Work instructions: Count the lines in the data below that contain the string "hood". Reply with the number alone.

Raw records:
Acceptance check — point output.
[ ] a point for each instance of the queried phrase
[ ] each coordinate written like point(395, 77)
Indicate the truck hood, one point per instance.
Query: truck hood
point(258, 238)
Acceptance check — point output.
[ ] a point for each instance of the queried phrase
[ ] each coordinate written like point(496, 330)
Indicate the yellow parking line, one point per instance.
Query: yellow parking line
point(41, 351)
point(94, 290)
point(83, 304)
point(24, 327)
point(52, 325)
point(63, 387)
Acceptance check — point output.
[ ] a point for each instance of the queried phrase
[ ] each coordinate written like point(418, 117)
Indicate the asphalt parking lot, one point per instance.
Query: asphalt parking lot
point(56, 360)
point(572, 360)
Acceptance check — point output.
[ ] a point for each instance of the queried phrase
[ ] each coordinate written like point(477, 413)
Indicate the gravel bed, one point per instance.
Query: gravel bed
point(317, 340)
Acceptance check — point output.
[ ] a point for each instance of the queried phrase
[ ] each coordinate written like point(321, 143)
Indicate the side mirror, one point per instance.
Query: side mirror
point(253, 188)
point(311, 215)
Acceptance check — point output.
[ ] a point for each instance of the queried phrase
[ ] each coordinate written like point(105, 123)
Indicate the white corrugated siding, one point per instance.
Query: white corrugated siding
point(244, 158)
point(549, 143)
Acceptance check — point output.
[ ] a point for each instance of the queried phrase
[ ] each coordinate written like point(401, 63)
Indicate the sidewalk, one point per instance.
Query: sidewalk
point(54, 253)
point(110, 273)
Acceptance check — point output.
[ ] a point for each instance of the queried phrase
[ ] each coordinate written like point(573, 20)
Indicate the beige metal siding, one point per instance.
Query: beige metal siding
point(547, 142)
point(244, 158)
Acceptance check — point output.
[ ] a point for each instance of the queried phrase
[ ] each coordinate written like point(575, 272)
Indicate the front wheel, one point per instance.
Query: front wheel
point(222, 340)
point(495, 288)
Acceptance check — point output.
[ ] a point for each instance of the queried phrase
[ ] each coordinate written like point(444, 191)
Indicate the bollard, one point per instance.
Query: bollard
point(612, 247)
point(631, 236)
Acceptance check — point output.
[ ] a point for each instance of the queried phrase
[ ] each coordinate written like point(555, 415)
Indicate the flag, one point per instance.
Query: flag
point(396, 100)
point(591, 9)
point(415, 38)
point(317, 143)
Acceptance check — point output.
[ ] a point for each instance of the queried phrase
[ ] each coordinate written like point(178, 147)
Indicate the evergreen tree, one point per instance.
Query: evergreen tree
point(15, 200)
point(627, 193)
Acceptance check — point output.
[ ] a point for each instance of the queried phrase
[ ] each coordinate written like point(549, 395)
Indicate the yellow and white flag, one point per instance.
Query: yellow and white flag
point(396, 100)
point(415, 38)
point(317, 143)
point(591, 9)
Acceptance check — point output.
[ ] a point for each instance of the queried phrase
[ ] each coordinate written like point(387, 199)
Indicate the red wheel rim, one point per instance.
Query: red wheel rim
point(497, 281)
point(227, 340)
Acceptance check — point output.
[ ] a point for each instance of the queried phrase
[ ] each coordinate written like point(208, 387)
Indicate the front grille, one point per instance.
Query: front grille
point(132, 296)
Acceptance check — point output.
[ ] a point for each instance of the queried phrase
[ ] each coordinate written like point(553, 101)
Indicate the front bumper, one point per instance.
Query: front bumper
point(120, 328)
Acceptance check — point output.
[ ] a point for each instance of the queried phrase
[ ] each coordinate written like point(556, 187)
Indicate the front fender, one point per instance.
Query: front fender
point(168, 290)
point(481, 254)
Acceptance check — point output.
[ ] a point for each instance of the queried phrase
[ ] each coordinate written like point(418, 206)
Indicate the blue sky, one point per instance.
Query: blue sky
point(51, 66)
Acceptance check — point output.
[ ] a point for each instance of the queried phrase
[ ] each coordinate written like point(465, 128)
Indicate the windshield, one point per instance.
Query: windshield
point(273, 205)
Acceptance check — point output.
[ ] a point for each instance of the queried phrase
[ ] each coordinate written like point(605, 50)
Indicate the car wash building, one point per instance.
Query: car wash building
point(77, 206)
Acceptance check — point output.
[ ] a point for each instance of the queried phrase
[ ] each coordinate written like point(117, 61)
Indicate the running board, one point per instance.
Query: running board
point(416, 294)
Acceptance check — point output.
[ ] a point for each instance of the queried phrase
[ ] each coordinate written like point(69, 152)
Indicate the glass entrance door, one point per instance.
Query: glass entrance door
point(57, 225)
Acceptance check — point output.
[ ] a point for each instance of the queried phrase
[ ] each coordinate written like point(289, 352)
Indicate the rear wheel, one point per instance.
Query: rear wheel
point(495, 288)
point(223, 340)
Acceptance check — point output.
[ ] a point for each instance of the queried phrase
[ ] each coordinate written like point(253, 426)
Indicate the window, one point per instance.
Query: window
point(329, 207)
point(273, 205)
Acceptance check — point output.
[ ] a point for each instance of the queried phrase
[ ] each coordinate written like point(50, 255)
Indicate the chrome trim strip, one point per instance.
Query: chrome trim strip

Answer in full: 2